TASK REQUIREMENTS
Nothing in the records should be changed in the copy, though the pictures must be left out.

(Stored items from a collection)
━━━

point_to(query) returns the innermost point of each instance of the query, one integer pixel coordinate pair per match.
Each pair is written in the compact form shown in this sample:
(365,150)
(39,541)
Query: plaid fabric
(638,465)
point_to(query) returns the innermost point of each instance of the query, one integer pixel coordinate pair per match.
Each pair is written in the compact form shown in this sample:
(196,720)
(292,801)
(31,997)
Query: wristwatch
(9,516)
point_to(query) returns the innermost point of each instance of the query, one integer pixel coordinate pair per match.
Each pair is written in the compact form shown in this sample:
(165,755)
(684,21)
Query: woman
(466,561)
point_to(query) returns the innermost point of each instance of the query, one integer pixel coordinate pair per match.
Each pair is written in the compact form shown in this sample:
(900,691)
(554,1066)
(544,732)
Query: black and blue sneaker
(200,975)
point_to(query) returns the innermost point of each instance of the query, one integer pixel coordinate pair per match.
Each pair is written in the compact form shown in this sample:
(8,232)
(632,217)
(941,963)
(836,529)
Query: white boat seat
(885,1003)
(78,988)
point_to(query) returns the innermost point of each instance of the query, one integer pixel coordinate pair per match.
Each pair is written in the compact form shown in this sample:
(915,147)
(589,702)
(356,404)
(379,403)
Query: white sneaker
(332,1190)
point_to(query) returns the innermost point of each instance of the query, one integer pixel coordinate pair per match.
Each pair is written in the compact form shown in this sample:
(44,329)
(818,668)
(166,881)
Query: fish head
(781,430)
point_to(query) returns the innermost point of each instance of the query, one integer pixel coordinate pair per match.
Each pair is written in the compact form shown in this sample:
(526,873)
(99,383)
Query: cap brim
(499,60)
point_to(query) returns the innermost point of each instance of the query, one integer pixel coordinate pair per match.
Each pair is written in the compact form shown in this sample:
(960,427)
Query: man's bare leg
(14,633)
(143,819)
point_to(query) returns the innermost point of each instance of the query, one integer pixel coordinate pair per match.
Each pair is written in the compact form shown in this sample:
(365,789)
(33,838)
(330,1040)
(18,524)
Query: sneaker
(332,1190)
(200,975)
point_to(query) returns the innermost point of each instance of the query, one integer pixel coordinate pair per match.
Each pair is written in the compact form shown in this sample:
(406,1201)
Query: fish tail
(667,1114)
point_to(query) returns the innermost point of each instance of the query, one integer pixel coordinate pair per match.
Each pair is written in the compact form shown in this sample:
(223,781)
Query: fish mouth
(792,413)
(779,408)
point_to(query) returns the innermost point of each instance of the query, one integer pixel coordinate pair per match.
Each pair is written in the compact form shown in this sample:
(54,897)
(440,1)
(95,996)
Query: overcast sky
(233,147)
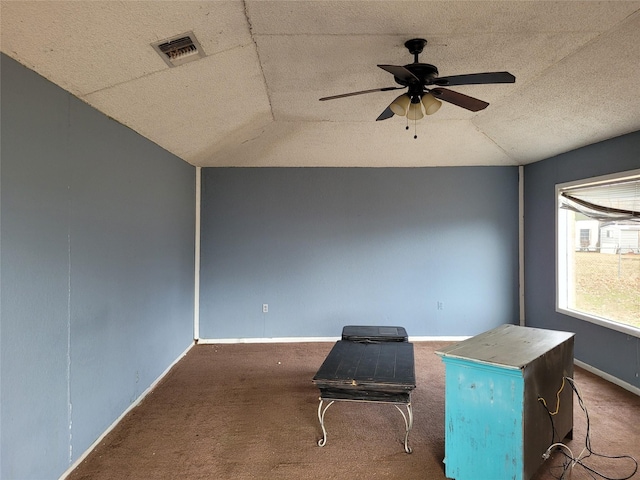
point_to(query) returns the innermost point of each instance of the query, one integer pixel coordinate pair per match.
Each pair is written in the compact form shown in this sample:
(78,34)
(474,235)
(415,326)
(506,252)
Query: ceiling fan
(418,78)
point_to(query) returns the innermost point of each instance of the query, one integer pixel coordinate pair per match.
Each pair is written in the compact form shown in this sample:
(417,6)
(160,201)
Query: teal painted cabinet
(496,426)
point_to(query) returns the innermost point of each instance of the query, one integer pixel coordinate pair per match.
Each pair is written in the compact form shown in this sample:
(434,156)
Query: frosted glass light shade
(400,105)
(415,111)
(431,104)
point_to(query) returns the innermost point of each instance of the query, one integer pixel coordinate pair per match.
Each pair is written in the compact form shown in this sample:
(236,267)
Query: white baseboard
(131,407)
(213,341)
(608,377)
(438,339)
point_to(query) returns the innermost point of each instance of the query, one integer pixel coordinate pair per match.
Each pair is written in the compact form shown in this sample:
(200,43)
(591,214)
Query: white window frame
(563,250)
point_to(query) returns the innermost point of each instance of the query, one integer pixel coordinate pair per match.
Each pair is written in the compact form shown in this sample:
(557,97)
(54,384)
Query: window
(598,250)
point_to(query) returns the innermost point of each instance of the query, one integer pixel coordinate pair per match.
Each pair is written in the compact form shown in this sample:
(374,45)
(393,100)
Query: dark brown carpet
(250,411)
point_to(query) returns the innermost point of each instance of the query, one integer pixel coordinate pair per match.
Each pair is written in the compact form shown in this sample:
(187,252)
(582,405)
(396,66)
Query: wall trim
(214,341)
(608,377)
(123,414)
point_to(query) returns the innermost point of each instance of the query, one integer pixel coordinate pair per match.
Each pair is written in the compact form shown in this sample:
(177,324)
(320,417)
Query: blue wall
(325,247)
(96,268)
(610,351)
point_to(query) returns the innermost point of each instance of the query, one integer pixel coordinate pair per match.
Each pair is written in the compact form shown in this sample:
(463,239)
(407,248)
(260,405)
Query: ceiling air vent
(179,49)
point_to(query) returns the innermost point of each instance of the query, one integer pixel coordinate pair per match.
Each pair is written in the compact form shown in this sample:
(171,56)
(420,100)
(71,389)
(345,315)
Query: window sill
(619,327)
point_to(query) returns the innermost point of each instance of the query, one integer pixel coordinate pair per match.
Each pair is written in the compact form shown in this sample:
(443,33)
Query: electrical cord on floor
(572,460)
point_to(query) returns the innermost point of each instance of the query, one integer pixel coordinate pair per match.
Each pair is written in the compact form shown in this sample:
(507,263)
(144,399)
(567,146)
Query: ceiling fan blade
(400,72)
(388,113)
(475,79)
(385,89)
(459,99)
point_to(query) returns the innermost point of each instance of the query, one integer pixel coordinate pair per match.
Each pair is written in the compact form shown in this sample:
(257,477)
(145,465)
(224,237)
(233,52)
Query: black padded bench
(374,334)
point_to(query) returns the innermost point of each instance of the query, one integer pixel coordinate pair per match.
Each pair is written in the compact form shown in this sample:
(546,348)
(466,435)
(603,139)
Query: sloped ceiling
(253,99)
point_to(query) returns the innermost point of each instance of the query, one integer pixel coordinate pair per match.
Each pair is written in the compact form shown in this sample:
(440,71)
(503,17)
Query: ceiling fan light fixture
(400,105)
(431,104)
(415,111)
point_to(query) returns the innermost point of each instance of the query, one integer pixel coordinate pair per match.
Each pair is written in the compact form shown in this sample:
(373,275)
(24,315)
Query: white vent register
(180,49)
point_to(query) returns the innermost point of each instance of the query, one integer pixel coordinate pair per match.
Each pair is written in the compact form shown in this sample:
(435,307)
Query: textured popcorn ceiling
(253,99)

━━━

WRITTEN RESPONSE
point_to(query) returns the innermost point of each instance of the query, one integer pixel coordinate pair per match.
Each pair is written in the compact form shown in this sample:
(365,150)
(39,541)
Query: plaid fabric
(638,465)
point_to(query) returns the innermost point of each instance of the query, one integer pixel coordinate pair per match.
Each pair is written in the compact form shown in this sample:
(196,720)
(292,801)
(31,997)
Query: wristwatch
(9,516)
point_to(query) returns the innermost point of each instance of the query, one integer pixel coordinate pair per match.
Each pair is written in the compact form shown in this sample:
(165,755)
(684,21)
Query: woman
(466,561)
point_to(query) returns the innermost point of each instance of the query, one integer pixel coordinate pair per match.
Each pair is written in the compact form shown in this sample:
(900,691)
(554,1066)
(544,732)
Query: black and blue sneaker
(200,975)
point_to(query) returns the innermost point of each instance of the query, one integer pixel coordinate pair per match.
Each pair is written in the compact form shown in this sample:
(8,232)
(632,217)
(941,963)
(836,529)
Query: white boat seat
(885,1003)
(78,988)
point_to(query) returns the innermost point of each instance of the query, one integer pixel coordinate pair per match.
Each pair is written in the compact form shown in this sample:
(915,147)
(589,702)
(356,404)
(379,403)
Query: white sneaker
(332,1190)
point_to(query) returns the innermost point of each instance of the query, one integer pixel coordinate pair per match.
Each pair is written in the compact form shown in this sample:
(44,329)
(818,668)
(166,881)
Query: fish head
(781,430)
point_to(query) returns the innermost point of each instance of the query, one integer pixel coordinate pair per match.
Each pair is written in the compact form shown in this sample:
(526,873)
(99,383)
Query: cap brim
(499,60)
point_to(query) returns the innermost point of each instance of the query, one integer pixel coordinate pair per match.
Each pair is written in the compact form shown in this sample:
(960,427)
Query: man's bare leg
(14,633)
(143,819)
point_to(query) returns the innermost point of each instance of the query, one integer pixel coordinate pair per match.
Each pair is written in the compact form shown in this sample:
(365,789)
(33,838)
(330,1040)
(18,524)
Query: sneaker
(332,1190)
(200,975)
point_to(query) returns the innermost point of each instance of the query, one integer pixel coordinate pair per match.
Each pair is written in the compact form shown in this sample:
(406,1201)
Query: fish tail
(667,1114)
point_to(query) returns the innermost point of each instance of the query, one integer pixel coordinate pair per match.
Each pair is written in the compact form shown in this sample:
(223,781)
Query: fish mouth
(792,413)
(779,408)
point_to(query) returns the innermost point of each instance of the query, one integer pixel coordinate pair per match.
Each pair is written in the compact form shown in this sample:
(54,897)
(440,1)
(95,996)
Query: overcast sky
(233,147)
point_to(query) returns the innermost point of each instance of the query, one integer pixel coordinate pair per match.
Each pair is written in the compact form shown in this sample:
(78,34)
(474,235)
(415,326)
(506,252)
Query: ceiling fan
(418,78)
point_to(query) returns the innermost point of each instance of the query, one integer pixel coordinate pair per match.
Each pair is written in the compact form shown in this sample:
(417,6)
(160,201)
Query: teal painted cabinet
(496,426)
point_to(query) returns the innermost point of each instance of the query, one integer pixel coordinate pair per match.
Each pair is written in the compact form shown in this sample:
(434,156)
Query: frosted glass light shade
(400,105)
(415,111)
(431,104)
point_to(query) returns the innermost point of each instance of the query, one integer pixel coordinate pair per match.
Each pair is written in the compact form shown in this sample:
(236,267)
Query: white baseboard
(131,407)
(213,341)
(608,377)
(438,339)
point_to(query) returns the innermost point of each instance of the query, one integer pixel coordinate pair per match.
Each pair is written in the compact form shown in this sample:
(200,43)
(591,214)
Query: white window frame
(563,250)
point_to(query) returns the innermost point of each instance of the query, one integer pixel coordinate pair per match.
Each pair is written in the compact form shown in this sample:
(557,97)
(54,384)
Query: window
(598,250)
point_to(query) returns the innermost point of each instance of the query, one integer pixel coordinate pair per match.
Each pair is written in the compact form shown in this sample:
(374,45)
(393,100)
Query: dark brown carpet
(250,411)
point_to(query) returns the innermost point of each instance of the query, one integer pixel coordinate pair per match.
Each pair is written in the compact form shown in this sample:
(187,252)
(582,405)
(396,66)
Query: wall trim
(214,341)
(608,377)
(123,414)
point_to(query) returns the innermost point of each instance of the query, one integer pixel coordinate pair per match.
Each pair is written in the compact form shown in this sample:
(177,324)
(320,417)
Query: blue wall
(325,247)
(96,268)
(610,351)
point_to(query) returns the innermost point of each instance of the query, one integer pixel coordinate pair per match.
Each pair is written in the compact form shown in this sample:
(463,239)
(407,248)
(260,405)
Query: ceiling air vent
(179,49)
point_to(query) returns the innermost point of each instance of the query, one integer pixel coordinate pair per match.
Each pair is written in the compact form shown in this sample:
(171,56)
(420,100)
(71,389)
(345,315)
Query: window sill
(619,327)
point_to(query) returns the innermost point of each instance of the query, one integer pixel coordinate pair per match.
Each pair is written in the compact form shown in this sample:
(443,33)
Query: electrical cord on floor
(572,460)
point_to(query) returns the innermost point of each instance of the query, one integer pixel coordinate pair per match.
Each pair is written in the compact form shown in this sample:
(507,263)
(144,399)
(567,146)
Query: ceiling fan blade
(400,72)
(388,113)
(475,79)
(385,89)
(459,99)
point_to(query) returns the innermost point of each instance of the query, one integer pixel coordinate pair per match.
Each pair is written in the compact form shown in this sample:
(257,477)
(145,465)
(224,237)
(233,52)
Query: black padded bench
(374,334)
point_to(query) returns the innermost point of each instance of the query, one integer pixel coordinate pair per match.
Each pair is written in the compact form shown in this sample:
(546,348)
(466,435)
(603,139)
Query: sloped ceiling
(253,99)
point_to(query) returns the innermost point of each instance of the query, one integer pixel coordinate pair per match.
Each pair is written in the compact form shown in this sample:
(440,71)
(503,17)
Query: ceiling fan light fixture
(400,105)
(431,104)
(415,111)
point_to(query) returns the innermost point of each instance of the query, one integer pixel coordinate pair per match.
Each pair is written in the compact form shown in this sample:
(373,275)
(24,315)
Query: white vent register
(180,49)
point_to(query) returns the innermost point of each instance of the query, one integer pixel coordinate pair per match.
Each pair is written in the compact form shown in this sample:
(435,307)
Query: textured popcorn ceiling
(253,99)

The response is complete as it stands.